* [Direction]
Count the lines in the rows below that contain the string "white", matching case exactly, and reply with only that number.

* [Dataset extract]
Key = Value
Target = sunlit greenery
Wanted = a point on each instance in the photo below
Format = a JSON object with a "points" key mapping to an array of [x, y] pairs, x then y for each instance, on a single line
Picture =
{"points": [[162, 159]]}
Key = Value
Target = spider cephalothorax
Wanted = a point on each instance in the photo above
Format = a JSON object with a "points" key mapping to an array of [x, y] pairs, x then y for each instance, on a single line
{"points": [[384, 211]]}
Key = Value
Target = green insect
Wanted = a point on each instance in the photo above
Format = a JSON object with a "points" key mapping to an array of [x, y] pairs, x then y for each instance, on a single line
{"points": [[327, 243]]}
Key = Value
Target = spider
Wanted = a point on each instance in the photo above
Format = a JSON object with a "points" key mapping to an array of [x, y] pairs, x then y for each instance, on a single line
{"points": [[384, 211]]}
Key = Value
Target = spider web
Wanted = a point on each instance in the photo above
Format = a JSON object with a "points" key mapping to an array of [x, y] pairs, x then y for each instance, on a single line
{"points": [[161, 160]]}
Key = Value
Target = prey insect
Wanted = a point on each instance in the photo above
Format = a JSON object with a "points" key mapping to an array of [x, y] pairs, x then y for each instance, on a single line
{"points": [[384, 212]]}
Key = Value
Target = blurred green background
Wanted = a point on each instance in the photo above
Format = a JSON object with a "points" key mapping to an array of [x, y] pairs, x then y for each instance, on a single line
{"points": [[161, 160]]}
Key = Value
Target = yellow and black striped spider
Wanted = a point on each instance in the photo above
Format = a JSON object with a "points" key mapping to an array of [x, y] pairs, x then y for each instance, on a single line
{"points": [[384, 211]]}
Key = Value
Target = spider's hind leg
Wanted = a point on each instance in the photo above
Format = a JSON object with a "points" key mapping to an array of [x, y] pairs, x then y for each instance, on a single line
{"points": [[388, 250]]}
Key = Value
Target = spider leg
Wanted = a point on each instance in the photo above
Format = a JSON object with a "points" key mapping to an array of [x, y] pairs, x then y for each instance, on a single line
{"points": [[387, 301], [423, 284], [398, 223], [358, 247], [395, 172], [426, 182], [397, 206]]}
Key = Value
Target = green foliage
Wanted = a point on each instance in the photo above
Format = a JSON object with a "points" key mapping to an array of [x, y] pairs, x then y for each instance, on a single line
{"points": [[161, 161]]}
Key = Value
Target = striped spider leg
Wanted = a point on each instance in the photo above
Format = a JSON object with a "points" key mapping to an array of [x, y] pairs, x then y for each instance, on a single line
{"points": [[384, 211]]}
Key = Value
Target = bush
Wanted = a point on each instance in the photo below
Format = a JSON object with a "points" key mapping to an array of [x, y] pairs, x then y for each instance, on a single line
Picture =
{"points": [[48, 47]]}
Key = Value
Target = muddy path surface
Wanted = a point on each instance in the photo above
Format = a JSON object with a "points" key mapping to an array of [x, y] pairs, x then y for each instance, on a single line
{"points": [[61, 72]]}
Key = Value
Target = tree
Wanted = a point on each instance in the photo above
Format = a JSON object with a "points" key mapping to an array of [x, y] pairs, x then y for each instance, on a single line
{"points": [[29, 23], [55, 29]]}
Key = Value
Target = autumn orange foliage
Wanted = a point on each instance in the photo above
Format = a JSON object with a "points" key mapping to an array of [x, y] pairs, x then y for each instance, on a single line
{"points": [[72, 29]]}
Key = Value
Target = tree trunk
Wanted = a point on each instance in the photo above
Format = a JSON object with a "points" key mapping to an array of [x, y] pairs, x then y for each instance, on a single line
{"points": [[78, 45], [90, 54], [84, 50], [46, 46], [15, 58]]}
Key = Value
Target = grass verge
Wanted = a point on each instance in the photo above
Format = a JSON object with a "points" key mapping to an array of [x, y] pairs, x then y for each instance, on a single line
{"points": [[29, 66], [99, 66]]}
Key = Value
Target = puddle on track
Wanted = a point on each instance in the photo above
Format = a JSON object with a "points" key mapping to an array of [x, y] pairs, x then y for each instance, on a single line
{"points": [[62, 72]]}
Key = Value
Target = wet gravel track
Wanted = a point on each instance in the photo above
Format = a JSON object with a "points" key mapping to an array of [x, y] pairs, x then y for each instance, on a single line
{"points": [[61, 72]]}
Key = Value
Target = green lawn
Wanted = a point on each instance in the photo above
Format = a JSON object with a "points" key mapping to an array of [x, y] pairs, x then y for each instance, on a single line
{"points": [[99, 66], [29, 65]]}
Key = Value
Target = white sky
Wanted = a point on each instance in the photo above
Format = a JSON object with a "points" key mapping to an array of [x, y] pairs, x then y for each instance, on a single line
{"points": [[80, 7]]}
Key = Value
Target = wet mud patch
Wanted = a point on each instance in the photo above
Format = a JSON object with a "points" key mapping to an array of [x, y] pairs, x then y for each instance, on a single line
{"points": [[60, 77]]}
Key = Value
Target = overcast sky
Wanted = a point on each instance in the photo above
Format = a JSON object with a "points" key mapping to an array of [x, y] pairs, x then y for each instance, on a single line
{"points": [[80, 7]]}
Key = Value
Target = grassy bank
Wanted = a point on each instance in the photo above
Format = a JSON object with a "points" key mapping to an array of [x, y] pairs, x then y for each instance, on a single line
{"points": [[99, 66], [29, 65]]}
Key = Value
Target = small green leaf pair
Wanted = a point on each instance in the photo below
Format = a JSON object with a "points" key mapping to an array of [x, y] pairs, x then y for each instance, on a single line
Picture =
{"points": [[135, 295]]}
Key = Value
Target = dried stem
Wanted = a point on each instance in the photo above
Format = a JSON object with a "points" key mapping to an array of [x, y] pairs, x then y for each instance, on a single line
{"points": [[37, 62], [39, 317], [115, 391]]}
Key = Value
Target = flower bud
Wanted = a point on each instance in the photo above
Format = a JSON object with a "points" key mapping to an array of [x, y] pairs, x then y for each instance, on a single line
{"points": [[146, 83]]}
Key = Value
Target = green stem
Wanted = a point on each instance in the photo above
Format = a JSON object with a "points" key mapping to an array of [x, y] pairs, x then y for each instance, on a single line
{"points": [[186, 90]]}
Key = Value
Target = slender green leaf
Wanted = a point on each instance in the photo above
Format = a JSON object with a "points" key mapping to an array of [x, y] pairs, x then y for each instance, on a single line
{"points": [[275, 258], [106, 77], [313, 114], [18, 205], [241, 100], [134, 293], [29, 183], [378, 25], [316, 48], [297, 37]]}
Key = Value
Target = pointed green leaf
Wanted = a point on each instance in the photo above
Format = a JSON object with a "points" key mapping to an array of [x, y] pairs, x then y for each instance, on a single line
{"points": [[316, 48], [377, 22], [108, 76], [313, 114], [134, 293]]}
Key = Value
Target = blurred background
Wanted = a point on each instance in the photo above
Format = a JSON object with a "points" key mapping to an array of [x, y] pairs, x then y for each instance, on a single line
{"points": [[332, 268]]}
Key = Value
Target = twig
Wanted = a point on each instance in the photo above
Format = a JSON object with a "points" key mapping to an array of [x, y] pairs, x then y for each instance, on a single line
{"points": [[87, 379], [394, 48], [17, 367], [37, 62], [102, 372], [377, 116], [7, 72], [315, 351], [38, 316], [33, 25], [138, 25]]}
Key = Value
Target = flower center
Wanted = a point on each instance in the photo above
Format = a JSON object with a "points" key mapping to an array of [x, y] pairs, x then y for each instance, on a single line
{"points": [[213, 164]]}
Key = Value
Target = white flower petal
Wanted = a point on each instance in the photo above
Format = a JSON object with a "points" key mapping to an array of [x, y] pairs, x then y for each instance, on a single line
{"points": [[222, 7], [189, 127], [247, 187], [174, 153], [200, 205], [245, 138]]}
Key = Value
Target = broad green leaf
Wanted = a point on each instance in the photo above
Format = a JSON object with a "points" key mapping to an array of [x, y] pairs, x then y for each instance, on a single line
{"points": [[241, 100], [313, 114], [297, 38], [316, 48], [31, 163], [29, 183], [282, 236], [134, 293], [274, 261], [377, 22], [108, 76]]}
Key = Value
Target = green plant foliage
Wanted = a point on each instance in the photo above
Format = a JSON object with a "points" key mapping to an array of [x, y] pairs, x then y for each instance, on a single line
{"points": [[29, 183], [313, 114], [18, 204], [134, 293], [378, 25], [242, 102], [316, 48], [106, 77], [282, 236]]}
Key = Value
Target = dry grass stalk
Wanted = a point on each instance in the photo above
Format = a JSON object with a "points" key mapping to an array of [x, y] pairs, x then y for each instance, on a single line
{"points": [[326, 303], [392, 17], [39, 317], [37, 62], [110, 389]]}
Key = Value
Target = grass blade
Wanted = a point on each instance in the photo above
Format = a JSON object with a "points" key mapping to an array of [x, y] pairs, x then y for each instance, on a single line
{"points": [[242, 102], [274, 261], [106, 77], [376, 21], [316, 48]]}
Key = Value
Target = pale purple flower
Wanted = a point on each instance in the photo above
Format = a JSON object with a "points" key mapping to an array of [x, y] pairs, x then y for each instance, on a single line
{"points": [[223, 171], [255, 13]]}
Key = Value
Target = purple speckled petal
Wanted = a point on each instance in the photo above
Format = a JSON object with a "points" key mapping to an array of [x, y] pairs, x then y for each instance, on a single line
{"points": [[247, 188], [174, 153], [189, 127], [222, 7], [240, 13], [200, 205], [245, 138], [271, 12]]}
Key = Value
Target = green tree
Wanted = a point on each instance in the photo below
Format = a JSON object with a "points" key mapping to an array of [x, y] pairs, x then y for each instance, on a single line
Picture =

* [In response]
2